Exercise goal:
Copy the records from the line containing "search: dealership sign" through the end of the records, swapping "windshield" for "rear window" and keeping everything else unchanged.

Record set:
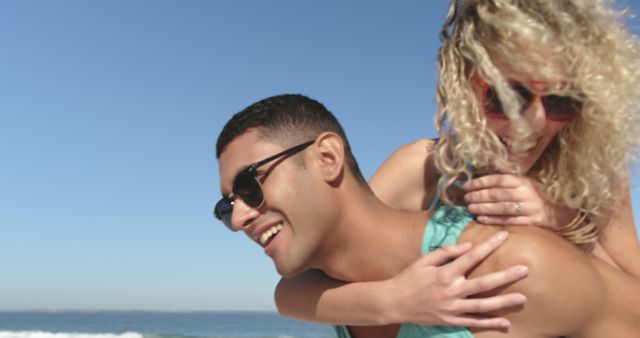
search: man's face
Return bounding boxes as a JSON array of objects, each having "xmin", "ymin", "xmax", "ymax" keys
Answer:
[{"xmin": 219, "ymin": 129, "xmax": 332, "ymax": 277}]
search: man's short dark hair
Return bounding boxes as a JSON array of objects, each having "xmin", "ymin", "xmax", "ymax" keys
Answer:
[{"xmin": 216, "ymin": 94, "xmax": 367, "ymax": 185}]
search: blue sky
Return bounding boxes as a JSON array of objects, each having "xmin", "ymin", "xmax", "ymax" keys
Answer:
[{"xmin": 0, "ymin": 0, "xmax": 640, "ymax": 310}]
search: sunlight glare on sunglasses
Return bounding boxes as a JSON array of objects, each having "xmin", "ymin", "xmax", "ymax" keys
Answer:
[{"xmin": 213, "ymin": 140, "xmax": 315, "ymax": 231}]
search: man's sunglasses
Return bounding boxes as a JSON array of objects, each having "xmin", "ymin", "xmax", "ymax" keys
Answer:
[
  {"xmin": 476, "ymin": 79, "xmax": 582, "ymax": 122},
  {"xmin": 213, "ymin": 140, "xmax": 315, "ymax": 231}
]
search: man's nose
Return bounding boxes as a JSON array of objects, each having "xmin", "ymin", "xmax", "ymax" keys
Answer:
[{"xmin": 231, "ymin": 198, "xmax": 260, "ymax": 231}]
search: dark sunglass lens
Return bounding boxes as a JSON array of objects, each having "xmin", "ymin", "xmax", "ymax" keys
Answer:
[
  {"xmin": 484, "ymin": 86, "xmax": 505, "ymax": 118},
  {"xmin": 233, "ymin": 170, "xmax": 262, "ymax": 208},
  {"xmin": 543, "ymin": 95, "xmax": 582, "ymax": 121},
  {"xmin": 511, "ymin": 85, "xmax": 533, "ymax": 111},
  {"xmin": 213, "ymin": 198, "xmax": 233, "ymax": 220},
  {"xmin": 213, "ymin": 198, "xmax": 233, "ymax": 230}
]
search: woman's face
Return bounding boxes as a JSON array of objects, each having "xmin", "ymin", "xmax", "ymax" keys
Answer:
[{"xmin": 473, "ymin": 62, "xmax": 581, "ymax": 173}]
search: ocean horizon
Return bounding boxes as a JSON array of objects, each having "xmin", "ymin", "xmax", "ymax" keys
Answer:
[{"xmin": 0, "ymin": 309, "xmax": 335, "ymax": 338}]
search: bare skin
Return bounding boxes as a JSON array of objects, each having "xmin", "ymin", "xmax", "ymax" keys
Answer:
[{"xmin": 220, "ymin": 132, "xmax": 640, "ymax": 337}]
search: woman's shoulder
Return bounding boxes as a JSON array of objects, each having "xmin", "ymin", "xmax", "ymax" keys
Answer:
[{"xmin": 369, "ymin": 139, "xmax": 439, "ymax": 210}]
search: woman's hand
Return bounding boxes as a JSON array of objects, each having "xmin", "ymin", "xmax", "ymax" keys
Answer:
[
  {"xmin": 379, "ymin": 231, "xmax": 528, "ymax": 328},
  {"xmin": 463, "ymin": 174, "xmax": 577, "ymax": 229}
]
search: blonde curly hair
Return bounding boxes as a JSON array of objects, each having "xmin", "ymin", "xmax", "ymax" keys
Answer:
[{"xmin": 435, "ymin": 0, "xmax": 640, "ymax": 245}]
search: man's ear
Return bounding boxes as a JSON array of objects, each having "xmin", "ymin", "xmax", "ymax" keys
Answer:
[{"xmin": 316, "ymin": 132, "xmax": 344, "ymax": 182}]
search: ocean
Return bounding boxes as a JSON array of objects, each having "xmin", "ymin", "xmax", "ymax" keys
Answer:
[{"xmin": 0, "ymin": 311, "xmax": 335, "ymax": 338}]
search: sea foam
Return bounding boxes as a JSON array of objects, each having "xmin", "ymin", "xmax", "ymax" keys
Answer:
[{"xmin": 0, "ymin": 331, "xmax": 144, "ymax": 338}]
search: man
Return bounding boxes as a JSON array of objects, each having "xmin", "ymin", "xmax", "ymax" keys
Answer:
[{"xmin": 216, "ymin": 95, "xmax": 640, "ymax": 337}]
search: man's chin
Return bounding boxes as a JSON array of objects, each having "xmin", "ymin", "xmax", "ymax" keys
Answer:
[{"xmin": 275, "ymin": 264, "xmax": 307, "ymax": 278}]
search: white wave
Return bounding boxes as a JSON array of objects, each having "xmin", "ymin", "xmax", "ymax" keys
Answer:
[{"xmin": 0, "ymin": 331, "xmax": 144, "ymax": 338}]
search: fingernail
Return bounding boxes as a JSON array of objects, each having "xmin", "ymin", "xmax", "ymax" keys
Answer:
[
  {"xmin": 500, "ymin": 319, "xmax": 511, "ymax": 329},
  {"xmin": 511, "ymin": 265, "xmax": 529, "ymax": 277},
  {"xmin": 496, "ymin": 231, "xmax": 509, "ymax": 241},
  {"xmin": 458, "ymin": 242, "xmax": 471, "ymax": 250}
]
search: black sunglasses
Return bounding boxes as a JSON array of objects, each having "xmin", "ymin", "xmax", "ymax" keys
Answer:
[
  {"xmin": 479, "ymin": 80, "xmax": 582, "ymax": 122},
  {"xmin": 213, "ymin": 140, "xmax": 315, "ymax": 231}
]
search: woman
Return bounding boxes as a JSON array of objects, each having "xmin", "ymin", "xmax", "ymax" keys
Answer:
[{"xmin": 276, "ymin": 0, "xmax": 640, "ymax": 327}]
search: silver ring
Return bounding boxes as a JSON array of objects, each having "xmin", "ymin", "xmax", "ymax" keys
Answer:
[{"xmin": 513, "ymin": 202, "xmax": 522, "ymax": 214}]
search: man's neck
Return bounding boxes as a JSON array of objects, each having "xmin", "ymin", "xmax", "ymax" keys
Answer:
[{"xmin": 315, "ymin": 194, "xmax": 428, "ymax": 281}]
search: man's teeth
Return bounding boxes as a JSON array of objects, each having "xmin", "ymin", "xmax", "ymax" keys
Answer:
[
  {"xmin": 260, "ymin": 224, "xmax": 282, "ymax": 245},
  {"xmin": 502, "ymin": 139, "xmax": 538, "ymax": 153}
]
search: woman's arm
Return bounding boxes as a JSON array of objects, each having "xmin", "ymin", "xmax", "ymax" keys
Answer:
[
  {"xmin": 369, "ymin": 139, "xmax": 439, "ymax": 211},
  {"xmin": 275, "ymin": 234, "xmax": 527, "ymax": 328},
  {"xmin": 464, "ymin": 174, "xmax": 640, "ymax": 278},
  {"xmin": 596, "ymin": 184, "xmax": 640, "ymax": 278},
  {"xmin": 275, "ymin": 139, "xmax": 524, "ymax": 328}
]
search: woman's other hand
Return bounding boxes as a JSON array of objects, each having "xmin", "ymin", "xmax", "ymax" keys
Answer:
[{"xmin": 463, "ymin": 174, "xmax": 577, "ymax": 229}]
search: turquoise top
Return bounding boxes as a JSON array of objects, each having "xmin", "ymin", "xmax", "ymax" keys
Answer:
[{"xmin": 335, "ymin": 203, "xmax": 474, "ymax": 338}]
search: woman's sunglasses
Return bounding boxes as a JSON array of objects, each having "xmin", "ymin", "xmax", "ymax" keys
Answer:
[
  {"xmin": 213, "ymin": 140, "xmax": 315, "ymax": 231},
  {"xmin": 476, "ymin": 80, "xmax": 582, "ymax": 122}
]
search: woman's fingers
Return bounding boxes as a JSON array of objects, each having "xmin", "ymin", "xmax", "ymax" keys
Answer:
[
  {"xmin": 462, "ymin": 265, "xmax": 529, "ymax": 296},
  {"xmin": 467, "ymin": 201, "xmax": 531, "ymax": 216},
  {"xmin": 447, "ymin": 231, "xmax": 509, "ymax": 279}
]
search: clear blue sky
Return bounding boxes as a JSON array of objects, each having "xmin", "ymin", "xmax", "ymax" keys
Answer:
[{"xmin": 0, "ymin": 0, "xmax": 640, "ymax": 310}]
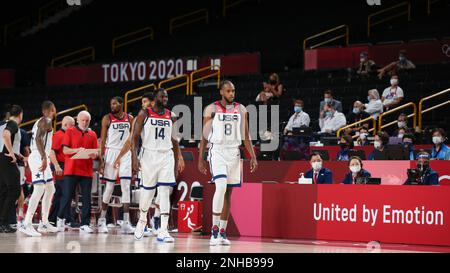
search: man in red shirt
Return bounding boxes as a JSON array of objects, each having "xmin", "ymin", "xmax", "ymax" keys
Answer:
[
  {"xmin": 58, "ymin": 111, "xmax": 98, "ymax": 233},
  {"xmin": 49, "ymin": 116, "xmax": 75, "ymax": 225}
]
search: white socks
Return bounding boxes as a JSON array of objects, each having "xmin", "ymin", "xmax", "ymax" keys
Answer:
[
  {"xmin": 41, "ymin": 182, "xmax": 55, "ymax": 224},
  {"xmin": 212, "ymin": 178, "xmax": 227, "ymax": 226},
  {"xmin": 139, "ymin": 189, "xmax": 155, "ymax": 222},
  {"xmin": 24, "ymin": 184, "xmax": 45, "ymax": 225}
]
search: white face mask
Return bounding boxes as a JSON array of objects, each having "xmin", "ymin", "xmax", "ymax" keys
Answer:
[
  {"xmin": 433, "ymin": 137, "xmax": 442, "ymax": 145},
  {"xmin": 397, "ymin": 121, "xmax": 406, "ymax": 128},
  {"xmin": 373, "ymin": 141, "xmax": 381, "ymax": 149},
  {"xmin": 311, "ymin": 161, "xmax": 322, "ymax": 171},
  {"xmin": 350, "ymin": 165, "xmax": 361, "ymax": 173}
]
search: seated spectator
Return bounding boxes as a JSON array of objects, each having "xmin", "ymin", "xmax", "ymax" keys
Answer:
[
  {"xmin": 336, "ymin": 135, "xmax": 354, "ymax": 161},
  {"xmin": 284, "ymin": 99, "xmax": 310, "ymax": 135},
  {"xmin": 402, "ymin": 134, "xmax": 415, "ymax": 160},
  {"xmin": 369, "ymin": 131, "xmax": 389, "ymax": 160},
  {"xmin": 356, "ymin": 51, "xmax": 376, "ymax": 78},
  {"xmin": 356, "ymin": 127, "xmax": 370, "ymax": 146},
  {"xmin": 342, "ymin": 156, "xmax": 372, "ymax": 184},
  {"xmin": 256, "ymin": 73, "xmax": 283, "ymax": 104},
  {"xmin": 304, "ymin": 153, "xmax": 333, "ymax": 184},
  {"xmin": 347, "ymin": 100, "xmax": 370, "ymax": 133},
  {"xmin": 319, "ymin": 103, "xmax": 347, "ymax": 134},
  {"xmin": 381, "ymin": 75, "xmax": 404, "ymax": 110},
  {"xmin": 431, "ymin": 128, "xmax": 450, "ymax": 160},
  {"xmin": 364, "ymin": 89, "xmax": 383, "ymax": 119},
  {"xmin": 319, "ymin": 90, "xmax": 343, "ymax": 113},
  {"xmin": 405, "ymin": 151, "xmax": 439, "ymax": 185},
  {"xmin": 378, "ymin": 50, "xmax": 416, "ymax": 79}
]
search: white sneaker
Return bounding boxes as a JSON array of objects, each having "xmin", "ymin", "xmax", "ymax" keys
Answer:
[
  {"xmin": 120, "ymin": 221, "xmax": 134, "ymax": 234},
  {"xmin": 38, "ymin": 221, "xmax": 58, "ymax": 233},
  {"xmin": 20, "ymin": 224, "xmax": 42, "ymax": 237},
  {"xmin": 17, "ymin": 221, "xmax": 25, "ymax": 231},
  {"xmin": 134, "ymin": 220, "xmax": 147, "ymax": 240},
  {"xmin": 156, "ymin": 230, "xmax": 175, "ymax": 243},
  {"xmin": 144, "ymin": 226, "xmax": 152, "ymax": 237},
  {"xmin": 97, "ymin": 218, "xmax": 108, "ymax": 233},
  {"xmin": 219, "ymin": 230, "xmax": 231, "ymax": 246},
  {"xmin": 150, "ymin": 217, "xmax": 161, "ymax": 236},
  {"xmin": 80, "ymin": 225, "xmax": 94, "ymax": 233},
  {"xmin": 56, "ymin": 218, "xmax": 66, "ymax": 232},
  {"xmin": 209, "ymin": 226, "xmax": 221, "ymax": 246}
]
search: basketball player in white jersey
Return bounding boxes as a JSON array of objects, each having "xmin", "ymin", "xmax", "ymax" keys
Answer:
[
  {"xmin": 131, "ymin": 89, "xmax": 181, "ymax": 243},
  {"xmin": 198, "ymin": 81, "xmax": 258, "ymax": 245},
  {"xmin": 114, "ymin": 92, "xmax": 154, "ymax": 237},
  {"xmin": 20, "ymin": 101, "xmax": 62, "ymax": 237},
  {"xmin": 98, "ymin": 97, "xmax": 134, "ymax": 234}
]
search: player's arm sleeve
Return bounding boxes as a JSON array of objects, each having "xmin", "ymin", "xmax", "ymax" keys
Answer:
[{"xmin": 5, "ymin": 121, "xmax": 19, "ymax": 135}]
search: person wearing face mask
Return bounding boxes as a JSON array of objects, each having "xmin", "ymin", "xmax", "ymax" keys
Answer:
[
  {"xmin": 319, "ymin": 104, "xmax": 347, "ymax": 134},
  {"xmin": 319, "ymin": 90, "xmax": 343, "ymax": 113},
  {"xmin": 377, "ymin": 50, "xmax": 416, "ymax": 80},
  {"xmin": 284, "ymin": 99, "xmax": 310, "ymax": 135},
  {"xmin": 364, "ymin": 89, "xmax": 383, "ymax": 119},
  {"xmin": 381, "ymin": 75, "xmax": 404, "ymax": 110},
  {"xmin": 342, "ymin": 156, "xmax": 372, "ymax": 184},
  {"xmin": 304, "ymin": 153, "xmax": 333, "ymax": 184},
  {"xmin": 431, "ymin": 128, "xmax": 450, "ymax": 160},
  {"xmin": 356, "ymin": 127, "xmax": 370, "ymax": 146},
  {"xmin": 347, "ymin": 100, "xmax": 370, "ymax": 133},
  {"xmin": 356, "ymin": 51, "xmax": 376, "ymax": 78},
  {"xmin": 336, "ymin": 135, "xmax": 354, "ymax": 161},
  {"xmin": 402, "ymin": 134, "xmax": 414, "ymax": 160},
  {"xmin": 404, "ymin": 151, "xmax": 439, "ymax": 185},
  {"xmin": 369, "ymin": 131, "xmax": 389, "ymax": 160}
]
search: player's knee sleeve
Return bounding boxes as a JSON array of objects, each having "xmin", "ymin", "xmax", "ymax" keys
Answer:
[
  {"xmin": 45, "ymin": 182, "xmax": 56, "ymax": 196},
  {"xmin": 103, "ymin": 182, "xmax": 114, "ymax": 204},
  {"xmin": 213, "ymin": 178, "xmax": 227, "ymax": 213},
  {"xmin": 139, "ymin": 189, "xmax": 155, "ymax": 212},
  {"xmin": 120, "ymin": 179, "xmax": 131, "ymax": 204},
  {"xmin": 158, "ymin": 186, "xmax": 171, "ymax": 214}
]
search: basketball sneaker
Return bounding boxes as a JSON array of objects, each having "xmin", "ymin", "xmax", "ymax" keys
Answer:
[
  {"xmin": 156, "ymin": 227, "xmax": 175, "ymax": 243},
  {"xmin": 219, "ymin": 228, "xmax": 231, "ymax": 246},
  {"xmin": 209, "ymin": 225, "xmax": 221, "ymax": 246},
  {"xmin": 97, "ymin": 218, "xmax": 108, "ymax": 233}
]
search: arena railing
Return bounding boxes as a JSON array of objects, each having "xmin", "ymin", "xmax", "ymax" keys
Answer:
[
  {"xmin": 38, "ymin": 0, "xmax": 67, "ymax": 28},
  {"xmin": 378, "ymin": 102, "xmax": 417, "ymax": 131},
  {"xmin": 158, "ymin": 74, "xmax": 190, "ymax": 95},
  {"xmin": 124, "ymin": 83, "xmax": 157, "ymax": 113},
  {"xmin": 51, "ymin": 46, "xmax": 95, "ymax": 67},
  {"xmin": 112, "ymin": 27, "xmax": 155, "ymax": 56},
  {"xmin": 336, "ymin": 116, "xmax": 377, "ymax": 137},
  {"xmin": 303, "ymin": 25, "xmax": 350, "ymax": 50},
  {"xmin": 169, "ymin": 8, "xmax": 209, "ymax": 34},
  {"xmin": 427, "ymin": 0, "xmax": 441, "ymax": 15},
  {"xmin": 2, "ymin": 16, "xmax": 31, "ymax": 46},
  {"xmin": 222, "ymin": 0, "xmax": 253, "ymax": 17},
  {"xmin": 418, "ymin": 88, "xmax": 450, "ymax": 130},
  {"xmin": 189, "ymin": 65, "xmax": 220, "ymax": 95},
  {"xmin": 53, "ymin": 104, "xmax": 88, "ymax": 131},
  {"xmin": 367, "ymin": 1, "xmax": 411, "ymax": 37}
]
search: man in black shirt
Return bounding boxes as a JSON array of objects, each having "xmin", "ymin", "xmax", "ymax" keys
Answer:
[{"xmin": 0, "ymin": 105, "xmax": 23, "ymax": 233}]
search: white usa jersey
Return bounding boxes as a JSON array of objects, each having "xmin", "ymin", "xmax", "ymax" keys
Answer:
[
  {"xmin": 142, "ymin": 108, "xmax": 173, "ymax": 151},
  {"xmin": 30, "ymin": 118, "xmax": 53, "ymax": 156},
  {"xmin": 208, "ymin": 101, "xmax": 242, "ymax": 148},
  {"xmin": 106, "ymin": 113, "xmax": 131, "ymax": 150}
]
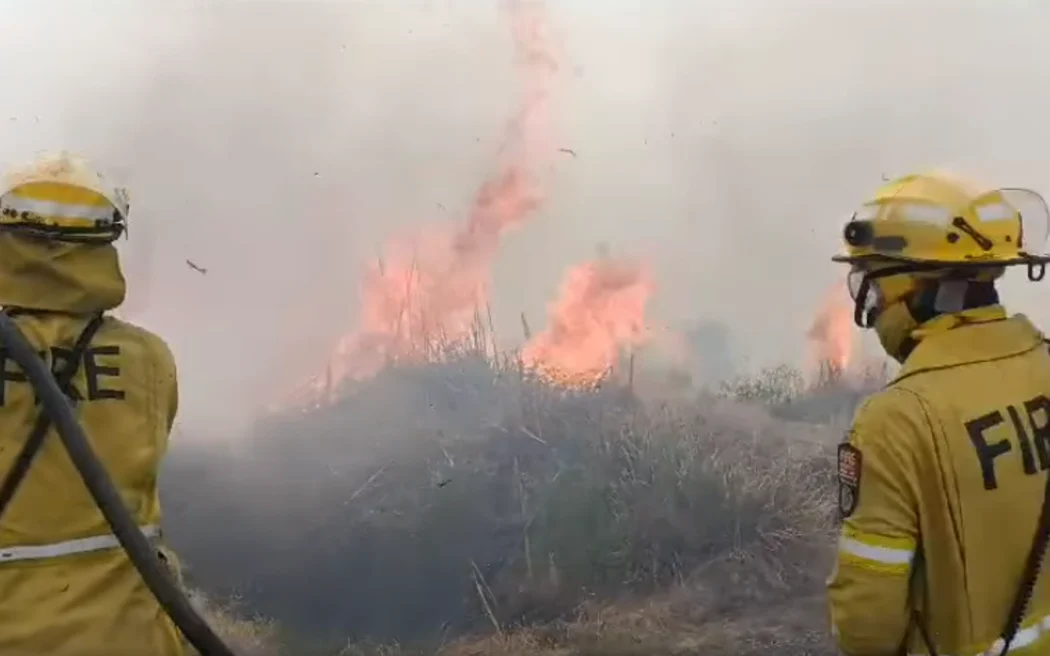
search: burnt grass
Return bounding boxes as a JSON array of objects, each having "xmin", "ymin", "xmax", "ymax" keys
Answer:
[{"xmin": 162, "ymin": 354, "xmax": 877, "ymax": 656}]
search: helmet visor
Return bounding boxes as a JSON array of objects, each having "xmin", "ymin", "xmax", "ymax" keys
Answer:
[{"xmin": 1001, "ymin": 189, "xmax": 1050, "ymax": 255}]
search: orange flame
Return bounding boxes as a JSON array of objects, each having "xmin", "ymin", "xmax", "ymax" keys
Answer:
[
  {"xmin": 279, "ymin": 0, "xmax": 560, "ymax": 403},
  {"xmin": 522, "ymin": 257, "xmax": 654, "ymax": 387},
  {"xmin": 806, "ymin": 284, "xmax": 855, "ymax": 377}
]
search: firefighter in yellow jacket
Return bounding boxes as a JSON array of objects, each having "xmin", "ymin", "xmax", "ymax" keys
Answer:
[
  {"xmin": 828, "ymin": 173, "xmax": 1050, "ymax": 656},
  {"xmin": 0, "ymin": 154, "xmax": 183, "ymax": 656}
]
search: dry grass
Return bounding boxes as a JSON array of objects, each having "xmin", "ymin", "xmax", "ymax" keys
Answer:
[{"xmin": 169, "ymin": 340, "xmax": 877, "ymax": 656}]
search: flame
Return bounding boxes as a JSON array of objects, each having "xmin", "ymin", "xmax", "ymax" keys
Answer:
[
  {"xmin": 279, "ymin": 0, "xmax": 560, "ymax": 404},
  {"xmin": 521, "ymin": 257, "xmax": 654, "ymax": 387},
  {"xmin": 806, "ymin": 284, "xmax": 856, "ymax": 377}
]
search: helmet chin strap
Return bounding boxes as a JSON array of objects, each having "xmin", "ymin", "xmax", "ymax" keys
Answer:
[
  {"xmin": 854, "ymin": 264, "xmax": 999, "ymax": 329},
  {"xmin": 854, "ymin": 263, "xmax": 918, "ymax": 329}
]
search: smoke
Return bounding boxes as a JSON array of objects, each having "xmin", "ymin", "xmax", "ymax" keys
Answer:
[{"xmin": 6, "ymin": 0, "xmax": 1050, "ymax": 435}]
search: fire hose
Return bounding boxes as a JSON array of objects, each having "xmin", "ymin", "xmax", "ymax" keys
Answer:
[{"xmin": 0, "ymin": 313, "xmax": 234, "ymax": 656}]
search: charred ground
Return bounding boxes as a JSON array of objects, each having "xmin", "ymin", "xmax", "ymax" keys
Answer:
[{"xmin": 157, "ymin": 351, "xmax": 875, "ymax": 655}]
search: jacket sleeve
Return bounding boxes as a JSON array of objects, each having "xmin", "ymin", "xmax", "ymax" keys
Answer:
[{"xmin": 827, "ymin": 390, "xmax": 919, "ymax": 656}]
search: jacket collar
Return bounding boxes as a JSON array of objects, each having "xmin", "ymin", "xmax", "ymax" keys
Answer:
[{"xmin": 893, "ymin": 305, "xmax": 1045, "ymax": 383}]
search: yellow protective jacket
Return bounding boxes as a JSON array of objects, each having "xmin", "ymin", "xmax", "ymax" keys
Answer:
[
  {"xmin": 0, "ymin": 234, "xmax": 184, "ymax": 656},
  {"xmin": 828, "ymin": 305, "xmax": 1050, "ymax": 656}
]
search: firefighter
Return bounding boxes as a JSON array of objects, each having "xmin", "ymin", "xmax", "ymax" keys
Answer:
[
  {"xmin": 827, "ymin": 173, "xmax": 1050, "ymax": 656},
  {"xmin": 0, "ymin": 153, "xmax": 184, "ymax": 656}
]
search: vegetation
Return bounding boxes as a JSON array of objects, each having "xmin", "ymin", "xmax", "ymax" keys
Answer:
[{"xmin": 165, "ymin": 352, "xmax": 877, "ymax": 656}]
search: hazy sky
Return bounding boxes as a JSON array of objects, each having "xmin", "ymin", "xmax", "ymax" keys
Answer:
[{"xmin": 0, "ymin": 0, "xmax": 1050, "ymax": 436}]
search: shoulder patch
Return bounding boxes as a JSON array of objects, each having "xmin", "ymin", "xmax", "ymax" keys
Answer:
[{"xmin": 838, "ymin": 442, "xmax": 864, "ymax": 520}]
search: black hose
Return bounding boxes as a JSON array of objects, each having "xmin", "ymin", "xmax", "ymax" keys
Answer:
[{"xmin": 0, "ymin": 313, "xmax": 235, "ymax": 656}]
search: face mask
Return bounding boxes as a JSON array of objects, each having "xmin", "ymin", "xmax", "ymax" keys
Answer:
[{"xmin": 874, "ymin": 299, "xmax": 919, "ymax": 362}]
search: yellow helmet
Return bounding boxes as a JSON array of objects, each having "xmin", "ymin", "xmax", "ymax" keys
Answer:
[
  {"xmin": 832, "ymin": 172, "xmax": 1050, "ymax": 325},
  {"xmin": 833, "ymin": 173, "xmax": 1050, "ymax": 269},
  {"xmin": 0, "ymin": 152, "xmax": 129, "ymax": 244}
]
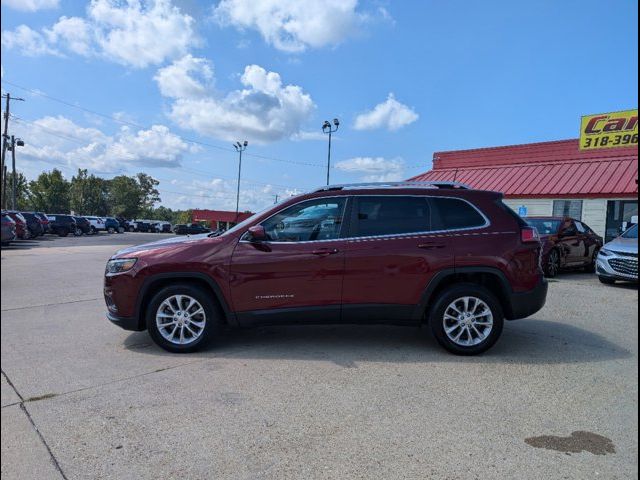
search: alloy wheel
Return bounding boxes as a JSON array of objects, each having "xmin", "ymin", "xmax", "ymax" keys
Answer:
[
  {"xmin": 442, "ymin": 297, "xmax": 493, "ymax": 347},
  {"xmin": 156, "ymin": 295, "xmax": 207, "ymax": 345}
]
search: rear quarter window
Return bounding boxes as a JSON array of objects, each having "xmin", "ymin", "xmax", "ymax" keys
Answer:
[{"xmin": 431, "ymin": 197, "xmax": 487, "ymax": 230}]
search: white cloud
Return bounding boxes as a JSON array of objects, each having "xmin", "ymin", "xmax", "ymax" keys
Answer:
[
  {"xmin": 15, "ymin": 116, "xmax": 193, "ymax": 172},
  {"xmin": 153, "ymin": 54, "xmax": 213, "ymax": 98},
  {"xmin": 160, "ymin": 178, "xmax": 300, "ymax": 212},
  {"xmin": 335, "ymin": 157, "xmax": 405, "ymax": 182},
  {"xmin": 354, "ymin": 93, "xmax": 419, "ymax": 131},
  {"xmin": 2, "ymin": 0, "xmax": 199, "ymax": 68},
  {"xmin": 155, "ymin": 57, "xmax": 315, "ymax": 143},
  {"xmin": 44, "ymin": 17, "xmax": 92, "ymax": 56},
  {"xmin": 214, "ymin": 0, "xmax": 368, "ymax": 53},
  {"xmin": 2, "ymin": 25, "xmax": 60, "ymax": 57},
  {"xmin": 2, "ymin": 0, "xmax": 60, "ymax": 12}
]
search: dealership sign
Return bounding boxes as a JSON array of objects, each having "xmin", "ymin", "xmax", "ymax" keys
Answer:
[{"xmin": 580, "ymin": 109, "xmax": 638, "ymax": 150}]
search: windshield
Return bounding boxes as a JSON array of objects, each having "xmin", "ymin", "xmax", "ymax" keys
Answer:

Exercise answer:
search: dealership sign
Return bounding boxes as a JSON array of objects, each having "xmin", "ymin", "xmax", "ymax" keys
Answer:
[{"xmin": 580, "ymin": 109, "xmax": 638, "ymax": 150}]
search: rear window
Return bounding boxes as a JSON array of objects, each having "xmin", "ymin", "xmax", "ymax" keys
Answer:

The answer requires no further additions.